Excerpt provided:
Approximation of $ \frac{n!}{(n-2x)!}(n-1)^{-2x} $ I would like to find an approximation when $ n \rightarrow\infty$ of $ \frac{n!}{(n-2x)!}(n-1)^{-2x} $. Using Stirling formula, I obtain $$e^{\frac{-4x^2+x}{n}}. $$  The result doesn't seem right!
Below is how I derive my approximation. I use mainly Stirling Approximation and $e^x =(1+\frac{x}{n})^n $.
$$\frac{n!}{(n-1)^{2 x} (n-2 x)!}\approx \frac{\left(\sqrt{2 \pi } n^{n+\frac{1}{2}} e^{-n}\right) (n-1)^{-2 x}}{\sqrt{2 \pi } e^{2 x-n} (n-2 x)^{-2 f+n+\frac{1}{2}}}\approx \frac{n^{n+\frac{1}{2}} e^{-2 x} n^{-2 x} \left(1-\frac{1}{n}\right)^{-2 x}}{(n-2 x)^{n-2 x+\frac{1}{2}}}\approx e^{-2 x} \left(\frac{n}{n-2 x}\right)^{n-2 x+\frac{1}{2}} \left(\left(1-\frac{1}{n}\right)^n\right)^{-\frac{2 x}{n}}\approx e^{-2 x} \left(\frac{n}{n-2 x}\right)^{n-2 x+\frac{1}{2}} e^{\frac{2 x}{n}}\approx \left(\frac{n-2 x}{n}\right)^{-n+2 x-\frac{1}{2}} \left(\frac{n-2 x}{n}\right)^n e^{\frac{2 x}{n}}\approx \left(\frac{n-2 x}{n}\right)^{2 x-\frac{1}{2}} e^{\frac{2 x}{n}}\approx \left(\left(1-\frac{2 x}{n}\right)^n\right)^{\frac{2 x}{n}-\frac{1}{2 n}} e^{\frac{2 x}{n}}\approx \left(e^{-2 x}\right)^{\frac{2 x}{n}-\frac{1}{2 n}}=e^{\frac{x-4 x^2}{n}}$$
I would appreciate your input!

Data extract:
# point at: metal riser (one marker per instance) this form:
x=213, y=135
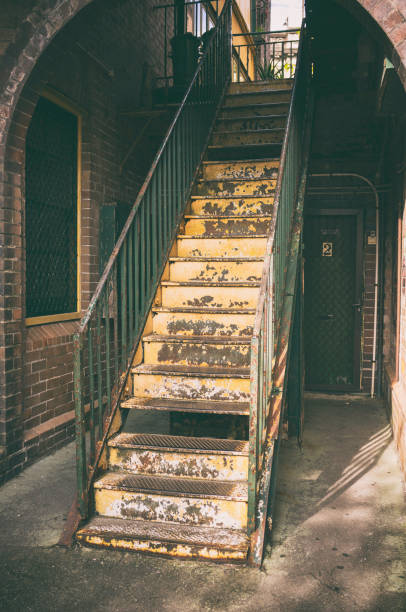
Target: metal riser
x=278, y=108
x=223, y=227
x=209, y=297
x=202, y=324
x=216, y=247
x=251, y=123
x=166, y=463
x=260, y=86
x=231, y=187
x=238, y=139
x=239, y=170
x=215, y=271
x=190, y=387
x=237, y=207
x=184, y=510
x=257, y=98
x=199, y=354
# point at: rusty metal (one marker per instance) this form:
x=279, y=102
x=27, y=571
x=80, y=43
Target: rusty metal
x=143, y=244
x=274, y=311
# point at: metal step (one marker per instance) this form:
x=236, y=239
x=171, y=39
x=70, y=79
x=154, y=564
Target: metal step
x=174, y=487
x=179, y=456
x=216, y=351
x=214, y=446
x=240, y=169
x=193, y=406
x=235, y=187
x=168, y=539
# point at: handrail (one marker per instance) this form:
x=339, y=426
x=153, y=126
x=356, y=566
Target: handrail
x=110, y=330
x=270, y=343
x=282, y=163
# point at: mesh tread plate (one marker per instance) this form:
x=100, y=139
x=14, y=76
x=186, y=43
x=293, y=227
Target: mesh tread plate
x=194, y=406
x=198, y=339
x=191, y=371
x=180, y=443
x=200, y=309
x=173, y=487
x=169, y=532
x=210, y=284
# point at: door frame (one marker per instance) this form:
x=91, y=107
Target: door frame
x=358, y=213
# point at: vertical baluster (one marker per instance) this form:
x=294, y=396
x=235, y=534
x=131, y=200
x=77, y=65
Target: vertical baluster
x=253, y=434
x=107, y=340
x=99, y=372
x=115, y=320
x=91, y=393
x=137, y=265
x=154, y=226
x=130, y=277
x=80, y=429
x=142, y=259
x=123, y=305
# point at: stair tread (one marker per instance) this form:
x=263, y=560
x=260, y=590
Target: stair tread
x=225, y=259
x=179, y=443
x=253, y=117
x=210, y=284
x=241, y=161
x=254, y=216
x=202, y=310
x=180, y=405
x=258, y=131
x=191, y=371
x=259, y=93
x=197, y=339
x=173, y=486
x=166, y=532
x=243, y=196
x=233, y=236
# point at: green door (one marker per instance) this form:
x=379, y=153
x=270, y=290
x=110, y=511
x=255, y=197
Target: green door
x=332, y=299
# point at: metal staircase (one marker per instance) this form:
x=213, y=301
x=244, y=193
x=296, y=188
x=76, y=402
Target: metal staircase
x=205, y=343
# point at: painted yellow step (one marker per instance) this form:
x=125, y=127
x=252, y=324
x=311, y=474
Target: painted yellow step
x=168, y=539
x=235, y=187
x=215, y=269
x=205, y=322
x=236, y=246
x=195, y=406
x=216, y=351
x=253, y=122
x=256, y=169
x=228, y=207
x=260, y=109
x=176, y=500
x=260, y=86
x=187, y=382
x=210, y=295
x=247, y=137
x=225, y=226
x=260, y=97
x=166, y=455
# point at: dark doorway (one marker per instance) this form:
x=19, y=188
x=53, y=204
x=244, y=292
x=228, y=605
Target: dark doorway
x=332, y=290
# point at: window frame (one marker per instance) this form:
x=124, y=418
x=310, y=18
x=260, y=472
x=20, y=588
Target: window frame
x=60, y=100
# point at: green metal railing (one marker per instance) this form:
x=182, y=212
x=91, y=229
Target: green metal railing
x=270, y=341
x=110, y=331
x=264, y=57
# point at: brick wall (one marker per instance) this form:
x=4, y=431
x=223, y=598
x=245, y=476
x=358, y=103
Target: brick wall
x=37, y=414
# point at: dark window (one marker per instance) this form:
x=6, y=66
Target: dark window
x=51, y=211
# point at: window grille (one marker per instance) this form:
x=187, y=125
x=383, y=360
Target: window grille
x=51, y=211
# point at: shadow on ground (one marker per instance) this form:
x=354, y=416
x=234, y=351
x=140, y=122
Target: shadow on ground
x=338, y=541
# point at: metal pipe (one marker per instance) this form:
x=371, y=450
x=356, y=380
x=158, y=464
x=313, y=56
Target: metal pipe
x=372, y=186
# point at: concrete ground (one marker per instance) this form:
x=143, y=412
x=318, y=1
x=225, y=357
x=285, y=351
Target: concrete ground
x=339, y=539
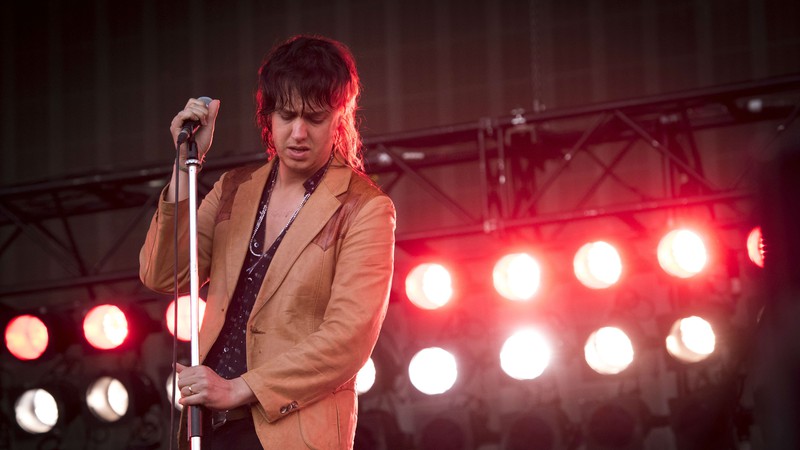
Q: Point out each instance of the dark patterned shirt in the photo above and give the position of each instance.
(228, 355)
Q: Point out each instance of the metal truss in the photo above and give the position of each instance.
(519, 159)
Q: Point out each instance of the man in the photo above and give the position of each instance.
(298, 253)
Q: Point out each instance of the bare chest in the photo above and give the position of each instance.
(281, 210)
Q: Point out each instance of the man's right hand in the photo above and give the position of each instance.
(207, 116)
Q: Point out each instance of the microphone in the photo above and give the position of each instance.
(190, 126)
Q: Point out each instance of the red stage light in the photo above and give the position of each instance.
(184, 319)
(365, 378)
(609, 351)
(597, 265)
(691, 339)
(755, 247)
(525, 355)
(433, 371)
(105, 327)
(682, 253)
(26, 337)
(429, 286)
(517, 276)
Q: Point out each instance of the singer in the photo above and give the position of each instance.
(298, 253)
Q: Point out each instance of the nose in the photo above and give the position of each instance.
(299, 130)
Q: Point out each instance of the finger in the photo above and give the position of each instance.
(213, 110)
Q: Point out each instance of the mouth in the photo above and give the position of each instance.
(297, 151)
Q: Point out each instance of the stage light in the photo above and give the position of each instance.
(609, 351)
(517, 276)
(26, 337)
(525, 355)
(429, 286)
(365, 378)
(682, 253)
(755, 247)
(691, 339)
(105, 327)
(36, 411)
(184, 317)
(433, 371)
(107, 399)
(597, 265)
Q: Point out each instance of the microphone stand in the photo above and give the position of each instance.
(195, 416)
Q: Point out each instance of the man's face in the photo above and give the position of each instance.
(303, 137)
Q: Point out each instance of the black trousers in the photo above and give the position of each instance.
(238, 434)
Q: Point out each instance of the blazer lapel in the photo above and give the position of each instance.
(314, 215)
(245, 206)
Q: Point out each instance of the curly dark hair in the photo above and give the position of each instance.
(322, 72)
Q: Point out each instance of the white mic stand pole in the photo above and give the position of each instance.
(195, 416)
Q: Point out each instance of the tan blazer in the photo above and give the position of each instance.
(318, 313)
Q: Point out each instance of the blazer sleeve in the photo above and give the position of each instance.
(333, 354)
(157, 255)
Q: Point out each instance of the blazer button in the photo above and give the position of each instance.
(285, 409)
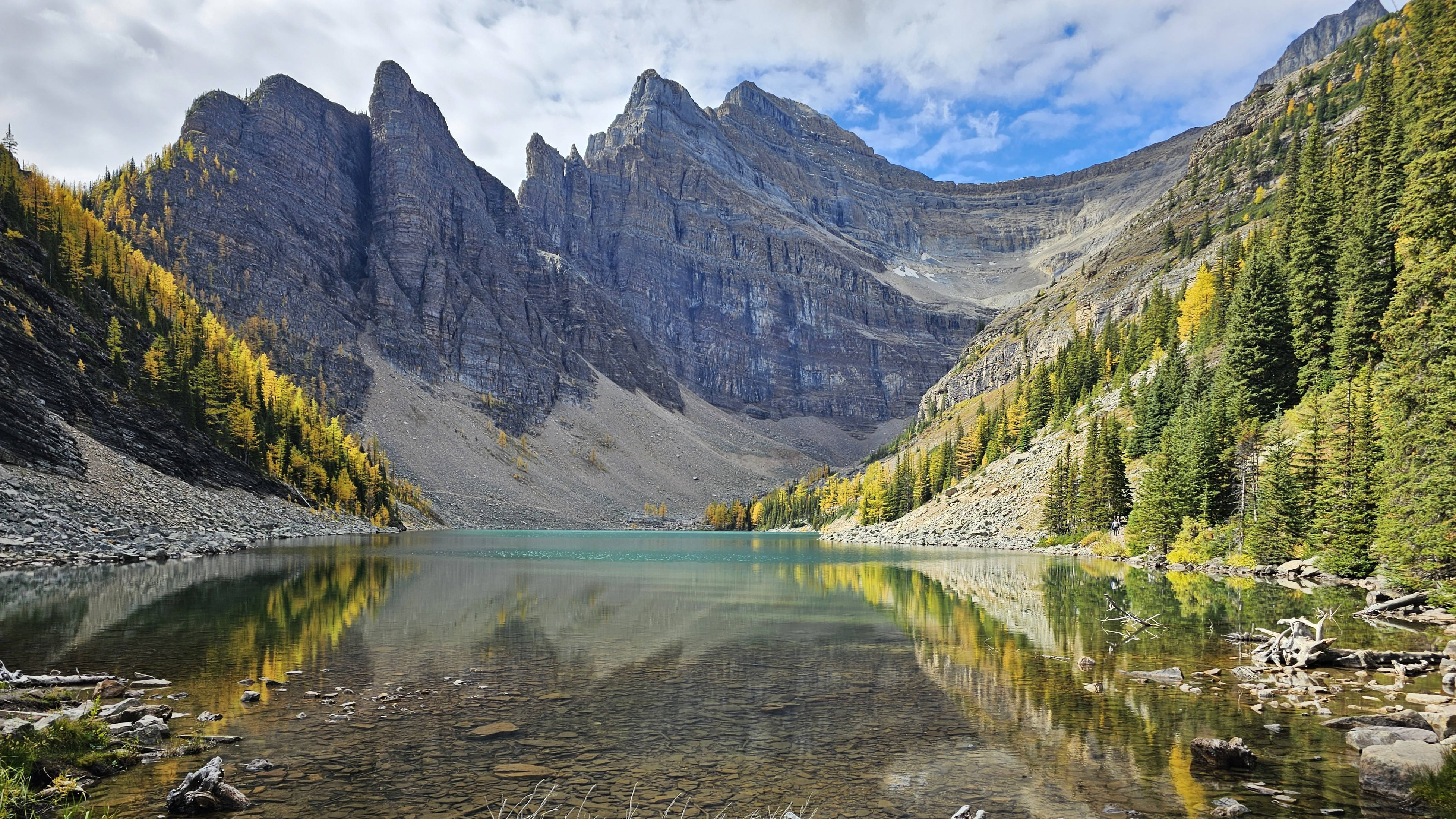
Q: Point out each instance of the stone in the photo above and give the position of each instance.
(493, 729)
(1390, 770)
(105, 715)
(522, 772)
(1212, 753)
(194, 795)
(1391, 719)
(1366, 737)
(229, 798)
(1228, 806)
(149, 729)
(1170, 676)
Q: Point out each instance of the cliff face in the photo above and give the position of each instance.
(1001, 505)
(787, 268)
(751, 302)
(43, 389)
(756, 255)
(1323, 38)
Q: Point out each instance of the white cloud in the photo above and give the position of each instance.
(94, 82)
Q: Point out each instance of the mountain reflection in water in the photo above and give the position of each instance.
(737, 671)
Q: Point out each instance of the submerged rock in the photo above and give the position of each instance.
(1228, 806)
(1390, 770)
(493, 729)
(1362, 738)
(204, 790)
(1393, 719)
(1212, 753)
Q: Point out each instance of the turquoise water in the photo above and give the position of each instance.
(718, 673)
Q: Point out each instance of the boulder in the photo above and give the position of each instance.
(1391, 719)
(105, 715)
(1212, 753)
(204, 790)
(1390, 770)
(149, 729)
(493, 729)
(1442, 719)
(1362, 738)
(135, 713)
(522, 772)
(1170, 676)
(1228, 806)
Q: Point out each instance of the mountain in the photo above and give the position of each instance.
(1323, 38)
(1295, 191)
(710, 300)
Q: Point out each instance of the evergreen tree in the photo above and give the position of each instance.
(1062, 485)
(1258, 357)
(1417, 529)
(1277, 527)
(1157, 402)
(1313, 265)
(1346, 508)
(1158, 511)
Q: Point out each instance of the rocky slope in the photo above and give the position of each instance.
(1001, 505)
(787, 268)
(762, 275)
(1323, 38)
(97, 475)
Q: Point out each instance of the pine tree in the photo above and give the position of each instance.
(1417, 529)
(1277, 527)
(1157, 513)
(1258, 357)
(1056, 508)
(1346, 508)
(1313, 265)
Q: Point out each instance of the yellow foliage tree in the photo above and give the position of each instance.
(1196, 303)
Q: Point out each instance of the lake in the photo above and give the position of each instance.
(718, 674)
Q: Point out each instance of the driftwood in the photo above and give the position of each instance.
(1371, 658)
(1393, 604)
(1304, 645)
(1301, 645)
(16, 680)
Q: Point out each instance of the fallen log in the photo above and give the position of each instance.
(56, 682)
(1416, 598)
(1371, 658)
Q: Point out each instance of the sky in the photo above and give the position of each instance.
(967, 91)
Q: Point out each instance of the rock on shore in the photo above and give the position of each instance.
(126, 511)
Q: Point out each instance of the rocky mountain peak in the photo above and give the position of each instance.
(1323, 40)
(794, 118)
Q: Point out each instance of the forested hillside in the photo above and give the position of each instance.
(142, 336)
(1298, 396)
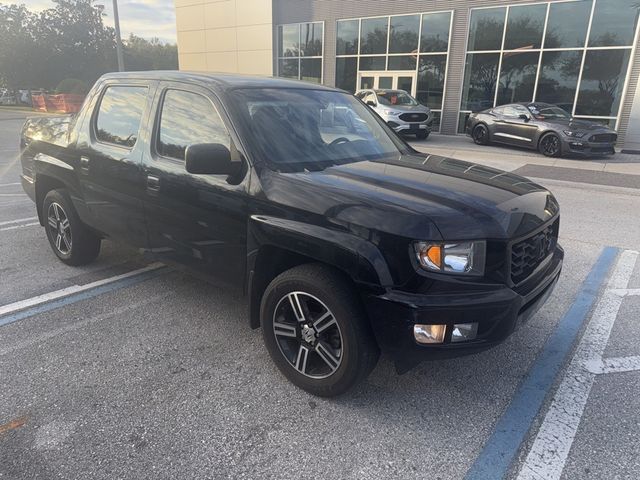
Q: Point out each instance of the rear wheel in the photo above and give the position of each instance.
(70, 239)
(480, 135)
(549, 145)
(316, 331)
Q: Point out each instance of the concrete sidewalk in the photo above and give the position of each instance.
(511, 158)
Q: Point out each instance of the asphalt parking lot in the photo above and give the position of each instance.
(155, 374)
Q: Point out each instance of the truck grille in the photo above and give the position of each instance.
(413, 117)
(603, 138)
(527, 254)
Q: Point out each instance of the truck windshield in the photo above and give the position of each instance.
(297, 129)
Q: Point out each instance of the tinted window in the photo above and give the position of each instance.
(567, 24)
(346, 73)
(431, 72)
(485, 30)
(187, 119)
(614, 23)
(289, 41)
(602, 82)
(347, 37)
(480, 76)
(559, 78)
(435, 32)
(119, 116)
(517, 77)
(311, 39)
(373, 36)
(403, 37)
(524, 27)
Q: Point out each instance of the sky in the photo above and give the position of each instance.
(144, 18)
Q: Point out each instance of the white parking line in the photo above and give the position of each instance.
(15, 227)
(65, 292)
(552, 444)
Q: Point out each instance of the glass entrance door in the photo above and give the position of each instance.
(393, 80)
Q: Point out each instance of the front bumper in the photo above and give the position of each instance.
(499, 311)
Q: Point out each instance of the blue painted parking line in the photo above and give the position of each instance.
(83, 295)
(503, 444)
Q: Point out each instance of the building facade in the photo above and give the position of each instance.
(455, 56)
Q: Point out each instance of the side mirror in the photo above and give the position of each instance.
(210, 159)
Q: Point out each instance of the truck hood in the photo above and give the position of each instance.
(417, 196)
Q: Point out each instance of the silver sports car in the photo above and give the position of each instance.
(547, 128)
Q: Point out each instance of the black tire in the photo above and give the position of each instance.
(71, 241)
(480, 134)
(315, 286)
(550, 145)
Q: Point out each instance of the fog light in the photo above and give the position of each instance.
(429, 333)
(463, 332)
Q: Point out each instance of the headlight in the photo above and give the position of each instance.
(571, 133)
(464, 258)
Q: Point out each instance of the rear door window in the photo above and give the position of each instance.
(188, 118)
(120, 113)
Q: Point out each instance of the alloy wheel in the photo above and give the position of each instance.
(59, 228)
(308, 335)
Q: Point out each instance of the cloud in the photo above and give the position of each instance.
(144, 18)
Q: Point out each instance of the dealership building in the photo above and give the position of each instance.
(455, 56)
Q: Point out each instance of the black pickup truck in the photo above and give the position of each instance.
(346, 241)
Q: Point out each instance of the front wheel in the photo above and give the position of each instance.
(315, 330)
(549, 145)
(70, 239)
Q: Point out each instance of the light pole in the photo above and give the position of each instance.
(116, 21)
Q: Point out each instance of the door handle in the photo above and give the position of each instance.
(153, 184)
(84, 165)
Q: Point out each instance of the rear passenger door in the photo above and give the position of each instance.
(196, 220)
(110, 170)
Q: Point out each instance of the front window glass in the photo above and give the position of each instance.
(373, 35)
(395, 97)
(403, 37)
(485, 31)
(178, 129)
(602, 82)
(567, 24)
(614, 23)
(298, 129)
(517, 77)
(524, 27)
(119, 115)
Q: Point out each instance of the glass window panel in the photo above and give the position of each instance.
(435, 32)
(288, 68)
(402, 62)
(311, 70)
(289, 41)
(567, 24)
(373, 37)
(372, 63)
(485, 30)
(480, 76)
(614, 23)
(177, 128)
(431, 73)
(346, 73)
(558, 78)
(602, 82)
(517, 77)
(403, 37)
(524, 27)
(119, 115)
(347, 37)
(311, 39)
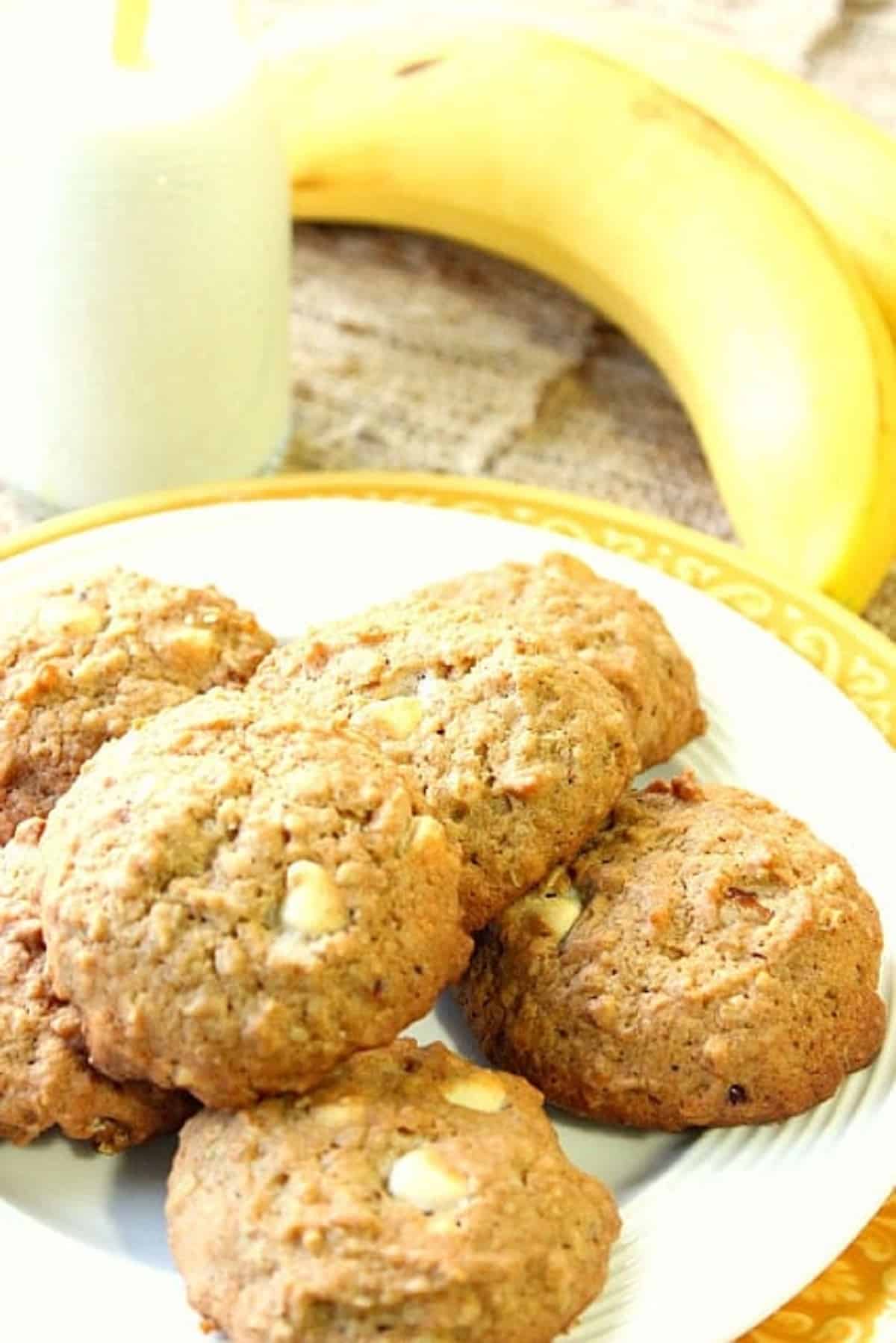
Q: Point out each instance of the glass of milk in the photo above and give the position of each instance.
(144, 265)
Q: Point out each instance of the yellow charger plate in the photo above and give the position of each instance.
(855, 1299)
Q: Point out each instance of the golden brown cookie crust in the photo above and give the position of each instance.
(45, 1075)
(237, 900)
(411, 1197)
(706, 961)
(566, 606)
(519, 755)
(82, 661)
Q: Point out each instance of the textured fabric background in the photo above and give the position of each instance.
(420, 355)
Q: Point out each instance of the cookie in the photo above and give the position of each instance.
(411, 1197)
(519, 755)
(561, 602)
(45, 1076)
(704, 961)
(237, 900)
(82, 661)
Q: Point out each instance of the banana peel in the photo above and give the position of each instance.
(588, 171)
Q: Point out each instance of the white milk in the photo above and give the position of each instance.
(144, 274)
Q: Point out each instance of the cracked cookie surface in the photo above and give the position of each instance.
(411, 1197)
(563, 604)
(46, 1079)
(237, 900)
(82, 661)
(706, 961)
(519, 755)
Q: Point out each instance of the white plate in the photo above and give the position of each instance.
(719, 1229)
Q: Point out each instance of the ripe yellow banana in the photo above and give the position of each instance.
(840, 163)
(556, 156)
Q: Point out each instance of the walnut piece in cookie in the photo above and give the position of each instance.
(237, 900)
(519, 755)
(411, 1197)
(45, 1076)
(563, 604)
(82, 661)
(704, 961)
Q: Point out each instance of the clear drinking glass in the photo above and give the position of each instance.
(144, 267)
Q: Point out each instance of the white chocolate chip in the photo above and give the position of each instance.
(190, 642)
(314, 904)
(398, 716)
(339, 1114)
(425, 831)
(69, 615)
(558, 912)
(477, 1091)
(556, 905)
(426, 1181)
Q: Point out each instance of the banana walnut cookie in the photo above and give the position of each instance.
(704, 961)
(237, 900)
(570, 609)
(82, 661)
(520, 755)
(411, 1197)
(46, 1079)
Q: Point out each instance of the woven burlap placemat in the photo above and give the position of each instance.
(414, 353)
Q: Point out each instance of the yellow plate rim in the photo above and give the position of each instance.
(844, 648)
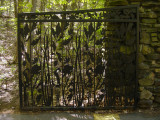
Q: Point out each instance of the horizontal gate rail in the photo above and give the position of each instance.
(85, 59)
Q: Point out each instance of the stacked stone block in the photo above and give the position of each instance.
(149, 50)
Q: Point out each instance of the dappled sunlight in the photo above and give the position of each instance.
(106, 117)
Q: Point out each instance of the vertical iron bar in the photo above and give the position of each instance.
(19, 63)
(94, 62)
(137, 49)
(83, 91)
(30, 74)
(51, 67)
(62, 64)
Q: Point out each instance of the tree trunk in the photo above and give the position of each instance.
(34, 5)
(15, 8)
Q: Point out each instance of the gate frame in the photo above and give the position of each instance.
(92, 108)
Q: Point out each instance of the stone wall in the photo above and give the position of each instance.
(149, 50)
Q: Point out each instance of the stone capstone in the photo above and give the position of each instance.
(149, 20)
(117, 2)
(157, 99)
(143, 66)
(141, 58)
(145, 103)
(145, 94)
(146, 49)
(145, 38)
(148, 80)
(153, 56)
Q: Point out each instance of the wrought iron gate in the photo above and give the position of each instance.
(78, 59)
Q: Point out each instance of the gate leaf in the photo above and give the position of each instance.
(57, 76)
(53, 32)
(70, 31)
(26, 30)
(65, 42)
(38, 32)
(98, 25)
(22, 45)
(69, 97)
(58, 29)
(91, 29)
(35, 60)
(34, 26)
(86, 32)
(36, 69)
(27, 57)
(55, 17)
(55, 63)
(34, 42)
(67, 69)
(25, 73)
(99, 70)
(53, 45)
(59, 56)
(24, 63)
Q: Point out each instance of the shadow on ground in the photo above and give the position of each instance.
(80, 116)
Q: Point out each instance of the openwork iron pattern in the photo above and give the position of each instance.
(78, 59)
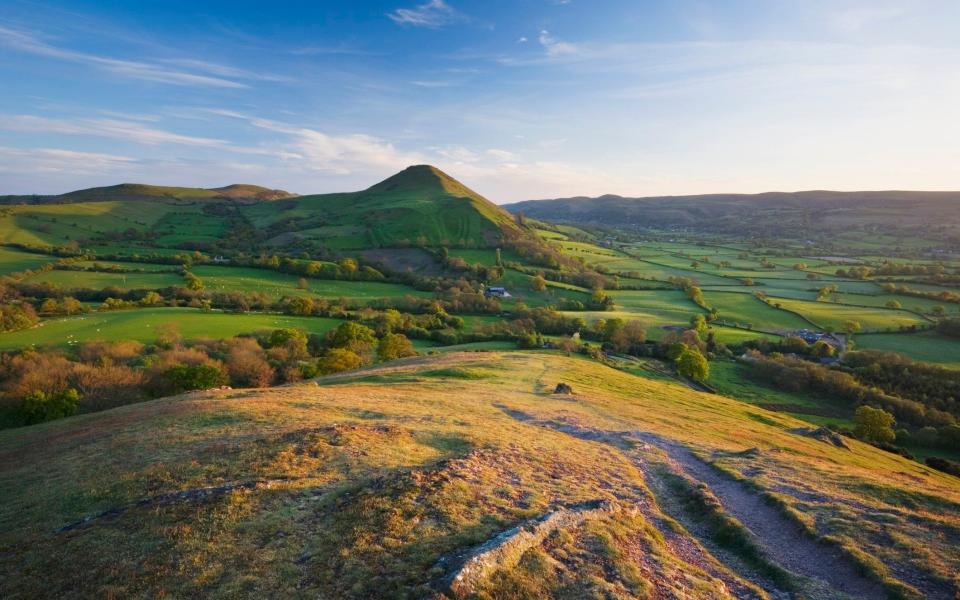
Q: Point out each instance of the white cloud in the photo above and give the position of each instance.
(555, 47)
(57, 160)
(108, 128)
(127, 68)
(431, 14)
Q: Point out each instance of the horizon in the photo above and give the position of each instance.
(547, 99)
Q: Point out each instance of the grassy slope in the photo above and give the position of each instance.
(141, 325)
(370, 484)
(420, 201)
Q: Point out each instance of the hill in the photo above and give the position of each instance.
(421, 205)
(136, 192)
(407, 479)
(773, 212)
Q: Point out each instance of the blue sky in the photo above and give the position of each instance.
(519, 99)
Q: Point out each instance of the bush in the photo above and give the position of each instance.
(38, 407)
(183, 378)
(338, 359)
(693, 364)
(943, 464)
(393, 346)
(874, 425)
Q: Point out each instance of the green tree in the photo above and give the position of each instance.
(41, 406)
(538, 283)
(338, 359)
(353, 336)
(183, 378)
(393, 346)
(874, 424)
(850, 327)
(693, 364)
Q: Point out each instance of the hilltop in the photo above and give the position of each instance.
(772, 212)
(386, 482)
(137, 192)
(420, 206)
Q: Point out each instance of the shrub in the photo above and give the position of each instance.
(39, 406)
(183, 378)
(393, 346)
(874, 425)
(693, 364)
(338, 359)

Direction:
Output the passage of the factorial approximation post from "Approximation of $" up to and including "doesn't seem right!", with its wording unchanged. The items have no connection to the factorial approximation post.

Result of the task:
Approximation of $ \frac{n!}{(n-2x)!}(n-1)^{-2x} $ I would like to find an approximation when $ n \rightarrow\infty$ of $ \frac{n!}{(n-2x)!}(n-1)^{-2x} $. Using Stirling formula, I obtain $$e^{\frac{-4x^2+x}{n}}. $$  The result doesn't seem right!